— begin DOCUMENT —

Lead - Dakota Gold Corp. ('Dakota Gold' or the 'Company') is pleased to announce the completion of the merger (the 'Merger') between Dakota Territory Resource Corp. and JR Resources Corp. pursuant to an Amended and Restated Agreement and Plan of Merger, dated September 10, 2021.

Dakota Gold expects to receive approval to list its common stock on the NYSE American and the Company anticipates that trading will commence on or about April 5, 2022. Dakota Gold's common stock will trade under the symbol 'DC'. The last day of trading Dakota Territory common stock on the OTCQB was March 30, 2022, as on March 31, 2022, Dakota Territory common stock is no longer quoted on the OTCQB. The Company recommends that holders who acquired shares of Dakota Territory common stock through the OTC Markets monitor their institution or brokerage account to ensure their holdings are correctly reflected under the new ticker symbol. Dakota Gold intends to list its warrants for trading on the NYSE American following the effectiveness of its related registration statement on Form S-1.

Dakota Gold is a South Dakota-based pure play gold exploration and development company with a specific focus on revitalizing the Homestake District in Lead, South Dakota. Dakota Gold maintains high-caliber gold mineral properties covering over 40 thousand acres surrounding the historic Homestake Mine. The Dakota Gold team is focused on new gold discoveries and opportunities that build on the legacy of the Homestake District and its 145 years of gold mining history.

— end DOCUMENT —

## WRITTEN TASKS
A. List every calendar date that appears in the Dakota Gold merger announcement.
B. From the Dakota Gold merger announcement, write out the passage that begins at the words "Dakota Gold is" and stops after "gold mining history.".

— begin DATA SHOWN —

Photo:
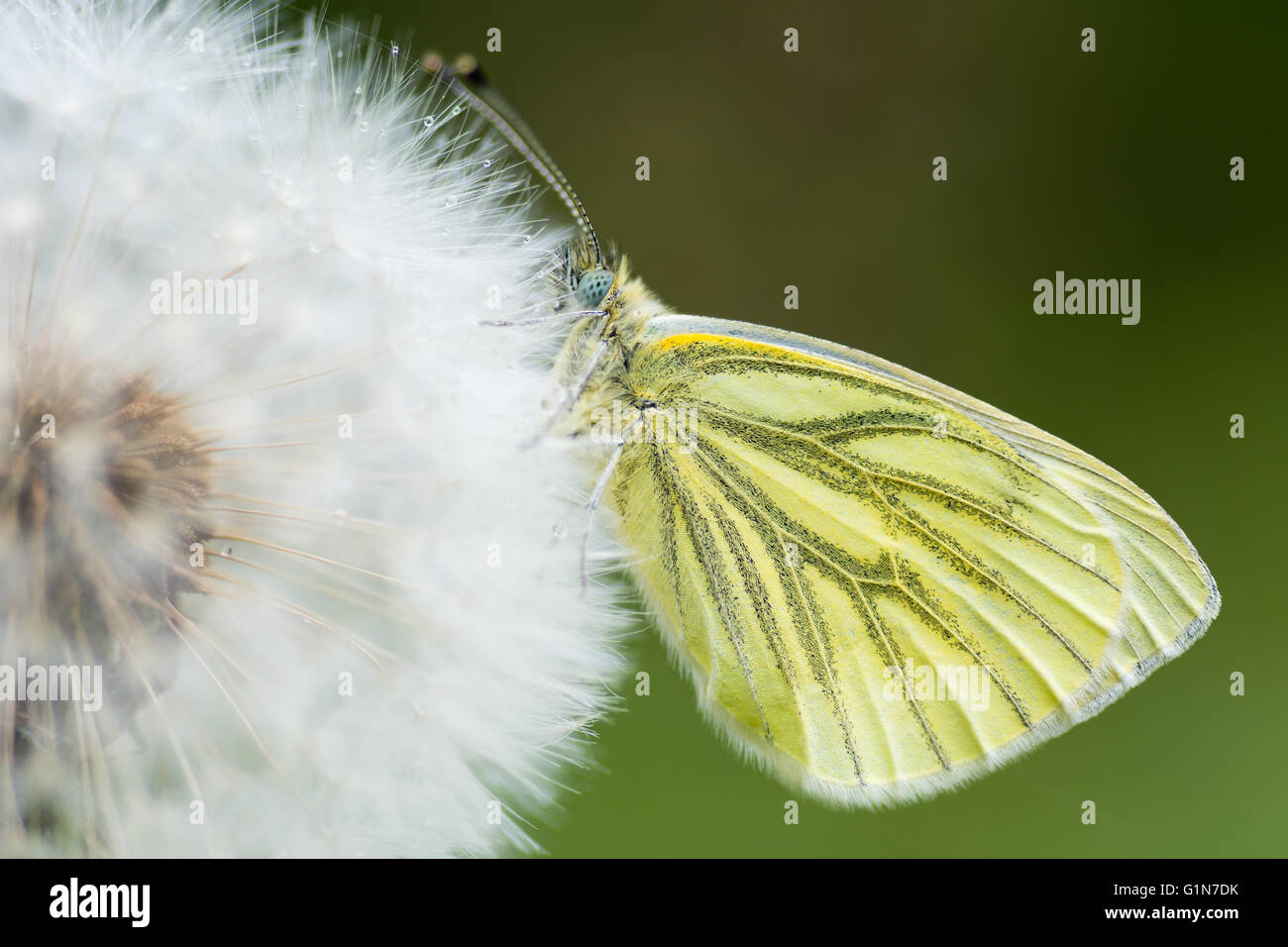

— end DATA SHOWN —

## SOLVED PROBLEMS
A.
September 10, 2021
April 5, 2022
March 30, 2022
March 31, 2022

B.
Dakota Gold is a South Dakota-based pure play gold exploration and development company with a specific focus on revitalizing the Homestake District in Lead, South Dakota. Dakota Gold maintains high-caliber gold mineral properties covering over 40 thousand acres surrounding the historic Homestake Mine. The Dakota Gold team is focused on new gold discoveries and opportunities that build on the legacy of the Homestake District and its 145 years of gold mining history.